Point annotation dataset records
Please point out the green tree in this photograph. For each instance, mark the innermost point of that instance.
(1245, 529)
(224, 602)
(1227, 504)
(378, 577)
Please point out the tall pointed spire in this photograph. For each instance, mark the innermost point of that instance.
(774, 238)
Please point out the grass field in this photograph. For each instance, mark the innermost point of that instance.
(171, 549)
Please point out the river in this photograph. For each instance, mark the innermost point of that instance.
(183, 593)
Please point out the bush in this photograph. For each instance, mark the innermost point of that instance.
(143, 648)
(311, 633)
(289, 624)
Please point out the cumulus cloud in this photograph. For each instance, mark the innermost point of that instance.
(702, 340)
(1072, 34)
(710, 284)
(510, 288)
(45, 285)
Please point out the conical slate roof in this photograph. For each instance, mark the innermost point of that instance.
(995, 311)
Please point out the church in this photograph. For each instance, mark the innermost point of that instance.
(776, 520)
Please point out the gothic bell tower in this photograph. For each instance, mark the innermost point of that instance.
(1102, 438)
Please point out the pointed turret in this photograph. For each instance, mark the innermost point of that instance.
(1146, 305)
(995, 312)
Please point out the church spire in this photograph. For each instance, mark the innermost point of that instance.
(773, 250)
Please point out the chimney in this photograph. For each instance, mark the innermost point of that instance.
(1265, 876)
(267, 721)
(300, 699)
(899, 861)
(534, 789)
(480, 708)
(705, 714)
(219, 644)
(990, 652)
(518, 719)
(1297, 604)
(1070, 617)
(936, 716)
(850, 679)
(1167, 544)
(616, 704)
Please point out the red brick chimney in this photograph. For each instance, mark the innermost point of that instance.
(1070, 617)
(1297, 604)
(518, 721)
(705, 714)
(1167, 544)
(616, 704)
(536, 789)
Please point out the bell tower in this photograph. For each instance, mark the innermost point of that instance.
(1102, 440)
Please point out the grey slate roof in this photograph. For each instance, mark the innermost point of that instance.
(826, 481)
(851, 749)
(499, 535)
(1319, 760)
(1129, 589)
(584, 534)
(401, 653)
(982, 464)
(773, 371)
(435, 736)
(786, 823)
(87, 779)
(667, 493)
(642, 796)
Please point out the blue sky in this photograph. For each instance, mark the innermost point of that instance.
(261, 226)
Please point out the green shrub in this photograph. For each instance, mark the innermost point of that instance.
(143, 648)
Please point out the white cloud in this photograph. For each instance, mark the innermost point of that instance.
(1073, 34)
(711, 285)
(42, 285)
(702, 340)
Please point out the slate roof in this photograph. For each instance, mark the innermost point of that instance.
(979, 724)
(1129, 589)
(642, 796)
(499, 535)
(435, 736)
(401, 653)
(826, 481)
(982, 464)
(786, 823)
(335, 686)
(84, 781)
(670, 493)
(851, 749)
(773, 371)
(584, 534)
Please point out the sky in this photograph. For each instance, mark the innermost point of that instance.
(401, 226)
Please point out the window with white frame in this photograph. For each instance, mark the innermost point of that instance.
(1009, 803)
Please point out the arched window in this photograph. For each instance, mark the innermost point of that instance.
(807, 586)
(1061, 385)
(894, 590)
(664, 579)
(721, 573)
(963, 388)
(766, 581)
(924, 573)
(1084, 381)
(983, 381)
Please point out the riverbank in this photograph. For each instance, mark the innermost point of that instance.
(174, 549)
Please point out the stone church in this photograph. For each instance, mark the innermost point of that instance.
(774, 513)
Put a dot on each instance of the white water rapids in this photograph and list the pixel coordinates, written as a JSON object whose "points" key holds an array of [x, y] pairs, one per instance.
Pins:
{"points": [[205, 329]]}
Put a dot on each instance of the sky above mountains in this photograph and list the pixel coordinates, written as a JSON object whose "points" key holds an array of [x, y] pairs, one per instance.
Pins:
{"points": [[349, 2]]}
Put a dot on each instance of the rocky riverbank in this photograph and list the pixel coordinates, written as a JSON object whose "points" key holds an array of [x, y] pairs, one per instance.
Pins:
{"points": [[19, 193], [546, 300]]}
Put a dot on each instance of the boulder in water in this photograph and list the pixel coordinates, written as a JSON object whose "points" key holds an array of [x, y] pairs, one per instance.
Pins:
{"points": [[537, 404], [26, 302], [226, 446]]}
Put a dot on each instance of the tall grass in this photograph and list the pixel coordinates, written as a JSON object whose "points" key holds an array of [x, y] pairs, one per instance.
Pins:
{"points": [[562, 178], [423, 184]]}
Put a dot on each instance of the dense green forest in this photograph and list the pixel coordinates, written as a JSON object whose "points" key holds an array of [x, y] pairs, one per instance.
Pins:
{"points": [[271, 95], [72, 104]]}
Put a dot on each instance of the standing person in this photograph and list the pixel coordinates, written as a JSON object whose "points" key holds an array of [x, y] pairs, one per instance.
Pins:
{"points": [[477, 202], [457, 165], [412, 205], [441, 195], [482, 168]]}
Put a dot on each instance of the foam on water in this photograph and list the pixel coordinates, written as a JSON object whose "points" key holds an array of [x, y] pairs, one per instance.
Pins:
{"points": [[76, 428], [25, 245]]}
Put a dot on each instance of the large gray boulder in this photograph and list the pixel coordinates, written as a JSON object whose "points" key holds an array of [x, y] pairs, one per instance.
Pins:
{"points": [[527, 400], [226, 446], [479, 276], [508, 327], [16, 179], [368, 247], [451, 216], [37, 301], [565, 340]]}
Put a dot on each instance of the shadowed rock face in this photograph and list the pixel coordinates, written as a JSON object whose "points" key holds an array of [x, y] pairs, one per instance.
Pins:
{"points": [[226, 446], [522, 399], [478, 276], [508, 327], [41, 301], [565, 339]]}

### EXERCISE DETAILS
Recast the material as a Markdown table with the columns "No." and "Line," starting at the line that contains "Put a dot on each instance of the large" and ending at the final line of the material. Number each row and leave out blank lines.

### EXERCISE ANSWER
| No. | Line |
|---|---|
| 1 | Put a dot on each instance of the large gray boulder in this photograph and list the pixel coordinates, written as a JSON object whose "points" key holds an array of [x, y] pairs, one per instance. |
| 2 | Pins: |
| 3 | {"points": [[527, 400], [226, 446], [479, 276], [508, 327], [16, 179], [368, 247], [451, 216], [37, 301], [565, 340]]} |
| 4 | Put a dot on each instance of the shadowed rock face in this photograph and list the pixel coordinates, written as a JSON object whose "points" key holds an array of [x, y] pairs, one per instance. |
| 5 | Pins: |
| 6 | {"points": [[226, 446], [522, 399], [478, 276], [508, 327], [41, 301], [565, 339]]} |